- [Instructions for the task]:
In full and without change, return each entry.

- [Data under study]:
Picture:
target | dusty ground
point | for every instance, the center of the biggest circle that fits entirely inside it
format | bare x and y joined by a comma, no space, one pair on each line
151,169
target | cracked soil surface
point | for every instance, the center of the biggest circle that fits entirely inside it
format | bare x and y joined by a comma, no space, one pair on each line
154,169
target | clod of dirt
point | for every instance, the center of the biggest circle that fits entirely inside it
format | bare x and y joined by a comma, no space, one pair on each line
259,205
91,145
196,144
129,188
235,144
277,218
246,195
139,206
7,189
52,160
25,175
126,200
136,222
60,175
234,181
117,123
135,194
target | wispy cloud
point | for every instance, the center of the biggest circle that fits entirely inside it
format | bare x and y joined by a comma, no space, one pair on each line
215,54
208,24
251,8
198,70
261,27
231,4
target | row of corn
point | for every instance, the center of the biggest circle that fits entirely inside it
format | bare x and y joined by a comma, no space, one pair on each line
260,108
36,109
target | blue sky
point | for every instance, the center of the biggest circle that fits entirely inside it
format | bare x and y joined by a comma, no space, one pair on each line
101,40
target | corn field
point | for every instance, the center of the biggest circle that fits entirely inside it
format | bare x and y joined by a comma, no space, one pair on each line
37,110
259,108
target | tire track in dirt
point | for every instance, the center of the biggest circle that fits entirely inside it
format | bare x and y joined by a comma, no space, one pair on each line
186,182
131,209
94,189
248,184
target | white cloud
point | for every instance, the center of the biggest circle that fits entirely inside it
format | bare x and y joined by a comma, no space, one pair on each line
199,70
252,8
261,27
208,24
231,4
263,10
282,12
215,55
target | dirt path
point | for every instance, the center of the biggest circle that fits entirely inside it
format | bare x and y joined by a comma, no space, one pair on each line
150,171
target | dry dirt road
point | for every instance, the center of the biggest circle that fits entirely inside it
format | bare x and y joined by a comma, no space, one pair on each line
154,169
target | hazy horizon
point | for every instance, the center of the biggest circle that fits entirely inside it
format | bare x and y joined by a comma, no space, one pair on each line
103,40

- [Result of this exercise]:
Picture:
target | dusty ground
point | for every instance, the center of the biggest circle that fits entirely inside it
format | bare x and y joined by a comma, no space, one pair on each line
151,169
target | cracked soil surface
point | for every instance, the center of the biggest circle that fits entirely inside it
format | bare x and y joined by a comma, no space, one pair on each line
154,169
target | clod of dirt
point | for every instance, the center of the biggest circle that fits entirely inside it
format | bare x and y joined by a comma, no space, one pair on each line
259,205
91,145
196,144
129,188
235,144
277,218
246,195
139,206
7,189
52,160
25,175
126,200
136,222
60,175
234,181
117,123
135,194
target | wispy cloud
point | for every instance, the center of the biggest circle that fits entirely inside it
format | bare x and y joined by a comma, no space, one pair on each line
215,54
208,24
251,8
198,70
261,27
231,4
target | row of corn
point | for every instance, the center of the biggest circle that fits entirely inside it
format | bare x and y joined by a comma, no space, one pair on each line
260,108
36,109
target | blue sky
point | for every instance, the center of the biggest circle that fits entirely inside it
format | bare x and y joined by a comma, no space, one pair on each line
101,40
target | corn field
point | for every instance, the center of the biggest circle that fits entirely inside it
format | bare x and y joined by a comma, no space, one pair on each line
37,110
259,108
target | tire track in dirt
point | for every instance, the center of the biggest circle that fits entirely inside it
format | bare x and y joined by a comma, no space, one pair on each line
186,182
131,209
94,189
248,184
target | white cloud
point | for every instance, the center of the biggest circle that fits entirely inside it
format | bare x and y joined by a comma, no space, one pair on each line
199,70
252,8
261,27
208,24
231,4
263,10
282,12
215,55
target | dirt path
point | for every instance, the center of the biggest circle that fits entirely inside it
format | bare x and y joined by a comma, no space, one pair on each line
150,171
target | dry dirt road
point | for every instance, the center of the biggest circle that fits entirely inside it
format | bare x and y joined by a comma, no space, one pair on each line
154,169
target | hazy horizon
point | for every instance, the center of the biggest circle that fits entirely inside it
format | bare x and y joined by a comma, no space, one pair on each line
103,40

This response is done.